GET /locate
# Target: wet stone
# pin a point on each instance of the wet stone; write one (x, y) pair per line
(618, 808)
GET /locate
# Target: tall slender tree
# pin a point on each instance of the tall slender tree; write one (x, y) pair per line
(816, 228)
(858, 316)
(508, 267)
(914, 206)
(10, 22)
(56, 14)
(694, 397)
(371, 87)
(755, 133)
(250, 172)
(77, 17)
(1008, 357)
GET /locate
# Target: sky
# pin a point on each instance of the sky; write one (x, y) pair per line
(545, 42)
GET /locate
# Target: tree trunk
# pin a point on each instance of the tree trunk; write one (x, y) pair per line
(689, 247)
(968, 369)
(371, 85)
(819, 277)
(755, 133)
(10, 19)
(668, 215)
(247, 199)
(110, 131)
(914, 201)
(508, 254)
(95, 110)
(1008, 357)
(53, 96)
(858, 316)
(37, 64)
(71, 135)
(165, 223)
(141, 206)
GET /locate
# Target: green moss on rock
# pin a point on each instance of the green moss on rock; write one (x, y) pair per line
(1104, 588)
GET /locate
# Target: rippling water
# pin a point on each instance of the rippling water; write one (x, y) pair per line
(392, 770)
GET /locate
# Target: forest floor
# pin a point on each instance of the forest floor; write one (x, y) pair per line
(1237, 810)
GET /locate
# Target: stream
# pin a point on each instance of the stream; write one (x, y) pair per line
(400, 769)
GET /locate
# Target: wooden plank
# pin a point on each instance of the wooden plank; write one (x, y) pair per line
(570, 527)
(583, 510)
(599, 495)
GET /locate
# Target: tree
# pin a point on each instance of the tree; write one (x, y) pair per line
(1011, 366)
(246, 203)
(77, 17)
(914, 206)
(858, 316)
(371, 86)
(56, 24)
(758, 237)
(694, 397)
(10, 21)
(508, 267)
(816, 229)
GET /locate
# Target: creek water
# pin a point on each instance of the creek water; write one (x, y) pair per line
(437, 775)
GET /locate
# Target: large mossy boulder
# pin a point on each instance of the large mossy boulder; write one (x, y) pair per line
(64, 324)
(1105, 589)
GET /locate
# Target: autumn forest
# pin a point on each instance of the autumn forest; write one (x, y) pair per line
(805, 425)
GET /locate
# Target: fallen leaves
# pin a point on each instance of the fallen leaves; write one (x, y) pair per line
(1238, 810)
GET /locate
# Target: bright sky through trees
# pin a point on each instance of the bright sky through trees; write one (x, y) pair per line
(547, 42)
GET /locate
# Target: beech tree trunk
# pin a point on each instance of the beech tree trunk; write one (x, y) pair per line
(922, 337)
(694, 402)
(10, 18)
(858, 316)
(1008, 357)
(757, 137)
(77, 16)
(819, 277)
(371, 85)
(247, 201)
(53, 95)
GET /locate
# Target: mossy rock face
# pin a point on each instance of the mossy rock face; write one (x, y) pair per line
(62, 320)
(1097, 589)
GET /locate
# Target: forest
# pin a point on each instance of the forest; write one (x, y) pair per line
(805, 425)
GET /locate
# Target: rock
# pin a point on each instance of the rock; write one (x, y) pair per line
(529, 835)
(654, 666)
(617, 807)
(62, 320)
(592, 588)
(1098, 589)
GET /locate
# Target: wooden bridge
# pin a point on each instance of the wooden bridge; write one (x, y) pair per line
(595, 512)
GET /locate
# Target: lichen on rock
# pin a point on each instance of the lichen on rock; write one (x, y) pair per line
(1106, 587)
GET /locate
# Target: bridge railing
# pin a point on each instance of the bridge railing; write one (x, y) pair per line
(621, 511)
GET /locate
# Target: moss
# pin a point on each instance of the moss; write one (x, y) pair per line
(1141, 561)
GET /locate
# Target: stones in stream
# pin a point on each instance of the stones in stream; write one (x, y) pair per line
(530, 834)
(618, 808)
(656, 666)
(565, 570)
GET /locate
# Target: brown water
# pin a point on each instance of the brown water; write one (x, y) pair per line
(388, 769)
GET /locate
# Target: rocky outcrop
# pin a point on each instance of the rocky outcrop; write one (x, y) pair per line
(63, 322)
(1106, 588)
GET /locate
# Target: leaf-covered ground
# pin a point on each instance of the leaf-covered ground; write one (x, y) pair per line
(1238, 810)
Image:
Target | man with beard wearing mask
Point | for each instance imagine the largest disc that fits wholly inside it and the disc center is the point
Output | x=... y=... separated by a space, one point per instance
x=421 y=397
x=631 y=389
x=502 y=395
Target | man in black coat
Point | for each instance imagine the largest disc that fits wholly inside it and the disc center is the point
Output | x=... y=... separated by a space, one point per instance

Do this:
Write out again, exactly, the lines from the one holding "Target | man in black coat" through the end of the listing, with both ends included.

Output of the exercise:
Target | man in black coat
Point | for each instance imagine the largest disc that fits wholly inside it and the disc center is the point
Output | x=... y=... separated by a space, one point per instance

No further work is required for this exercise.